[Records for processing]

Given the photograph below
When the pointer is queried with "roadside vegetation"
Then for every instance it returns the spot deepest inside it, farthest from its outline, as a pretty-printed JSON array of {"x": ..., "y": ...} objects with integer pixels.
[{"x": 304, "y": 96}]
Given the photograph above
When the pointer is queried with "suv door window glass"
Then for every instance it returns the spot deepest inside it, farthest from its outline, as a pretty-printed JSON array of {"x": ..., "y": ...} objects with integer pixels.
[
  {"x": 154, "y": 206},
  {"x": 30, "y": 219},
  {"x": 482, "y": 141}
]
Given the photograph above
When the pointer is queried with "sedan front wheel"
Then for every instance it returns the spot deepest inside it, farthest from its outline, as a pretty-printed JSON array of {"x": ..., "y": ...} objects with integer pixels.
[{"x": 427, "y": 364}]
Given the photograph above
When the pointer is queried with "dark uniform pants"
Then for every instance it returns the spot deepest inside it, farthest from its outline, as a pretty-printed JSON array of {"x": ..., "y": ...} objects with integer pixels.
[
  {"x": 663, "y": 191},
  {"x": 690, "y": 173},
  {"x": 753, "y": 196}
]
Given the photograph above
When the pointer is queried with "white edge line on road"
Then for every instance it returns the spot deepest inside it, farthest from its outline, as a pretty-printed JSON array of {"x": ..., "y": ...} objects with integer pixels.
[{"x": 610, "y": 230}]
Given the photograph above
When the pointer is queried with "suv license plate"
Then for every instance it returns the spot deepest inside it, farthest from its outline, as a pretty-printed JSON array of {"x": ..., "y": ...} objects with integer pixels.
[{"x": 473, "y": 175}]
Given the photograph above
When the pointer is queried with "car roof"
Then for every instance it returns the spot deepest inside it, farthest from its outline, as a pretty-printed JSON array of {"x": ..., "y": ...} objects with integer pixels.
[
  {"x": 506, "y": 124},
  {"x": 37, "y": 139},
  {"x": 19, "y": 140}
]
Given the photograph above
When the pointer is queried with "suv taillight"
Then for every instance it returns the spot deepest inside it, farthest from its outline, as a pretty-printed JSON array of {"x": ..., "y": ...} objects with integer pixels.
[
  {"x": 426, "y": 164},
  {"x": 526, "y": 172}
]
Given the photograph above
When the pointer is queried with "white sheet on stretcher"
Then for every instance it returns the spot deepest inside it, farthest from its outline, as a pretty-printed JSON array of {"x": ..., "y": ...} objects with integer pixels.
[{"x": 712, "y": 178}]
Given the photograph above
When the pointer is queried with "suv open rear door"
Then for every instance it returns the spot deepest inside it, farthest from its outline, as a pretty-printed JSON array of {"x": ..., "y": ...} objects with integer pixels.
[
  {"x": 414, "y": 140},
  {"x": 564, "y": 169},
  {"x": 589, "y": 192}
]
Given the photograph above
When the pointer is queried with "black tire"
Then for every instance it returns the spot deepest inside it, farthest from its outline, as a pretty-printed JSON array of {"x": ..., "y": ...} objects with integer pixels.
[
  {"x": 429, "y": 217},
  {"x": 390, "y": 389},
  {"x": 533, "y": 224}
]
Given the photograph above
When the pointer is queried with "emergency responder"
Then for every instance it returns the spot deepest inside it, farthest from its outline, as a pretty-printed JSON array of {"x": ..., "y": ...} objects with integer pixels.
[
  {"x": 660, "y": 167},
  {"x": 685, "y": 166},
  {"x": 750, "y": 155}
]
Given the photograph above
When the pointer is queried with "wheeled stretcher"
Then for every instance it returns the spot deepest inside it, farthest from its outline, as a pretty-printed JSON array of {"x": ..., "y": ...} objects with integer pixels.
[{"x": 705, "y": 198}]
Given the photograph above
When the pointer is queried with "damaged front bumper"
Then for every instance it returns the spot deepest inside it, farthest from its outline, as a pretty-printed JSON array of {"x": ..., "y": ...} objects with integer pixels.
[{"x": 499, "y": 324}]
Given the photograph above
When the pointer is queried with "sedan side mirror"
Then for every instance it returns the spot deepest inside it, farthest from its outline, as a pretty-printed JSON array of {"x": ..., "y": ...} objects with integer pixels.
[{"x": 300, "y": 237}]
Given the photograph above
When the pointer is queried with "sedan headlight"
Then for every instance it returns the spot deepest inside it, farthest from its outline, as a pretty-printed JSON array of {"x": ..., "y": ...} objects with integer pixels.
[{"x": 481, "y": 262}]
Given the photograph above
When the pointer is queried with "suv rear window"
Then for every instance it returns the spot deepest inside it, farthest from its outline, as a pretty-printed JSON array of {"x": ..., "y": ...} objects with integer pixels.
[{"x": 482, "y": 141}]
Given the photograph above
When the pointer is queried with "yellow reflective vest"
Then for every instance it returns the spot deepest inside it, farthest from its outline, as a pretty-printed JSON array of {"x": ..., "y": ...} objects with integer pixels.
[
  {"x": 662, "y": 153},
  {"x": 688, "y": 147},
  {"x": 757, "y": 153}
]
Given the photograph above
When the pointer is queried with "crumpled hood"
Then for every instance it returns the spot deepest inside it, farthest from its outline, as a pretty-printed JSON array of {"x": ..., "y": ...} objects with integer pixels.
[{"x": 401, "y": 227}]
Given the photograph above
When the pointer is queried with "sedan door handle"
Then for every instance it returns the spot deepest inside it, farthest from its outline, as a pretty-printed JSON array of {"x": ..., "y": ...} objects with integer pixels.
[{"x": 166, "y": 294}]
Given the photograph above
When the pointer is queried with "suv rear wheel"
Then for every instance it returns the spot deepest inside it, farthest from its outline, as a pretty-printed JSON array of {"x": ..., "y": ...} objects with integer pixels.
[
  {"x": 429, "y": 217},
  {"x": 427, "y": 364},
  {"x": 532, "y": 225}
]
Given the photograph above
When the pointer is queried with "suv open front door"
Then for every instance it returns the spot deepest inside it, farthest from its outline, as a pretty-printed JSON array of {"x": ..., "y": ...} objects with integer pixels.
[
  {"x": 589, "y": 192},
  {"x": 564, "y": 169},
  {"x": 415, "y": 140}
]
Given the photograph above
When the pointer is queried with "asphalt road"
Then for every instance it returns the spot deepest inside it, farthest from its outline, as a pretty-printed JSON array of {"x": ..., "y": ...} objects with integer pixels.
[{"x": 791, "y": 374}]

[Directions for this task] Print all the data exactly as shown above.

[Solution]
Given the photograph below
When the pointer is queried with "roadside vegetation"
Then for every instance it returns the spot deepest inside it, farthest from its outline, as a pretty-printed JSON array of {"x": ..., "y": ...} objects with integer pixels.
[{"x": 304, "y": 96}]
Given the photograph above
When the pointer is queried with "suv door window glass"
Then for every instance it returns the spot deepest inside it, farthest from its outline, as a pretty-printed JSON array of {"x": ..., "y": ...} objects with integer pixels.
[
  {"x": 154, "y": 206},
  {"x": 30, "y": 219},
  {"x": 482, "y": 141}
]
Given the photograph above
When the pointer is queried with "sedan front wheel"
Then for every instance it returns the spot deepest inside it, farthest from its outline, as a pretty-printed JSON array of {"x": ..., "y": ...} objects with integer pixels.
[{"x": 427, "y": 364}]
Given the photograph above
When the pointer is queried with "dark uniform pants"
Then for every instance it returns the spot deepest inside it, farthest from its outline, as a pretty-printed JSON array of {"x": ..., "y": ...} objects with integer pixels.
[
  {"x": 663, "y": 191},
  {"x": 690, "y": 173},
  {"x": 753, "y": 196}
]
Given the photograph above
When the pointer is queried with "white edge line on road"
Then for every instance it returns the spot deepest inside it, farthest from its outline, as a pretty-printed JSON array of {"x": ..., "y": ...} objects with integer pixels.
[{"x": 610, "y": 230}]
Given the photograph above
When the pointer is queried with "suv license plate"
Then for every instance it returns the spot deepest inside it, farthest from its outline, as a pretty-printed JSON array of {"x": ..., "y": ...} objects with integer pixels.
[{"x": 473, "y": 175}]
Given the photograph above
When the pointer is queried with "car roof"
Then for every instance it returns the spot deepest inside it, farthest from its outline, as a pretty-printed JSON array of {"x": ..., "y": ...} objects with integer pixels.
[
  {"x": 506, "y": 124},
  {"x": 37, "y": 139},
  {"x": 19, "y": 140}
]
Given the photograph above
When the pointer is queried with "suv taillight"
Then for every instance it returns the spot deepest inside it, farthest from its outline, as a pretty-printed JSON array of {"x": ..., "y": ...} objects with integer pixels.
[
  {"x": 426, "y": 164},
  {"x": 526, "y": 172}
]
Given the photograph above
When the pointer is queried with "white sheet on stretcher"
Then for every instance it returns the spot deepest inside it, farthest from its outline, as a pretty-printed JSON array of {"x": ..., "y": ...} objects with integer pixels.
[{"x": 712, "y": 178}]
Given the photograph above
When the pointer is queried with "suv open rear door"
Then for every instance it returns the spot deepest inside it, farthest from its outline, as a pretty-printed JSON array of {"x": ..., "y": ...} objects with integer pixels.
[
  {"x": 414, "y": 140},
  {"x": 564, "y": 169},
  {"x": 589, "y": 192}
]
Given the photograph above
When the pointer is queried with "black tire"
Then for every instance it returns the spot deepest inside it, farthest from its outline, as a pretty-printed JSON array of {"x": ..., "y": ...} objects with integer pixels.
[
  {"x": 429, "y": 217},
  {"x": 390, "y": 389},
  {"x": 533, "y": 224}
]
Given the photograph above
When the pointer is queried with "emergency responder"
Then for every instance it returns the spot deepest inside it, farthest from its outline, as a pretty-printed JSON array of {"x": ..., "y": ...} objects with integer pixels.
[
  {"x": 660, "y": 167},
  {"x": 685, "y": 166},
  {"x": 750, "y": 155}
]
Given the photograph above
When the pointer is queried with "wheeled stretcher"
Then for every instance it returns the spot deepest inside it, farthest from its outline, as a pretty-printed JSON array of {"x": ..., "y": ...} objects with integer pixels.
[{"x": 705, "y": 198}]
Given the photograph above
When the pointer is queried with "damaged front bumper"
Then for every instance it returns the spot deepest inside it, farthest from its outline, as a pretty-printed JSON array of {"x": ..., "y": ...} objects with integer pixels.
[{"x": 499, "y": 324}]
Given the photograph above
When the pointer is queried with "sedan side mirror"
Then for every instance it returns the spot deepest inside it, farthest from its outline, as a pretty-printed JSON array of {"x": ..., "y": ...} objects with integer pixels.
[{"x": 300, "y": 237}]
Given the photograph above
When the pointer is queried with "sedan headlight"
Then for every instance it returns the spot deepest inside it, farthest from its outline, as a pretty-printed JSON array of {"x": ..., "y": ...} objects with integer pixels.
[{"x": 481, "y": 262}]
Given the photograph above
When the pointer is queried with "suv rear window"
Then for every instance it returns the spot deepest inside it, farthest from its outline, as a pretty-printed JSON array of {"x": ..., "y": ...} objects with integer pixels.
[{"x": 482, "y": 141}]
Given the photograph above
When the pointer is queried with "yellow reflective vest"
Then for every instance it returns the spot deepest inside it, farthest from its outline, as a pretty-printed JSON array of {"x": ..., "y": ...} objects with integer pixels.
[
  {"x": 662, "y": 153},
  {"x": 688, "y": 147},
  {"x": 757, "y": 153}
]
Given the photograph above
When the pointer is queried with "crumpled hood"
Then for every instance it returns the spot deepest inside it, farthest from its outline, as a pretty-printed JSON array of {"x": ..., "y": ...} objects with integer pixels.
[{"x": 401, "y": 227}]
Given the photograph above
When the pointer is queried with "sedan door handle"
Then for every instance it returns the spot deepest inside it, farthest from its outline, as a pretty-printed JSON array of {"x": ..., "y": ...} objects with integer pixels.
[{"x": 166, "y": 294}]
Given the photograph above
When the pointer is queried with "suv rear wheel"
Then for every instance it returns the spot deepest inside it, farthest from its outline, as a pretty-printed JSON array of {"x": ..., "y": ...} objects with integer pixels.
[
  {"x": 429, "y": 217},
  {"x": 427, "y": 364},
  {"x": 532, "y": 225}
]
Given the photograph above
When the pointer is queried with "suv open front door"
Then for every instance it returns the spot deepest inside it, farthest from its outline, as a pretty-printed JSON array of {"x": ..., "y": ...} objects with integer pixels.
[
  {"x": 589, "y": 192},
  {"x": 564, "y": 169},
  {"x": 415, "y": 140}
]
Given the photograph above
When the pointer is queried with "asphalt road"
Then for every instance it returns the spot deepest inside it, farthest from its outline, as a pretty-printed JSON array of {"x": ..., "y": ...} objects with integer pixels.
[{"x": 791, "y": 374}]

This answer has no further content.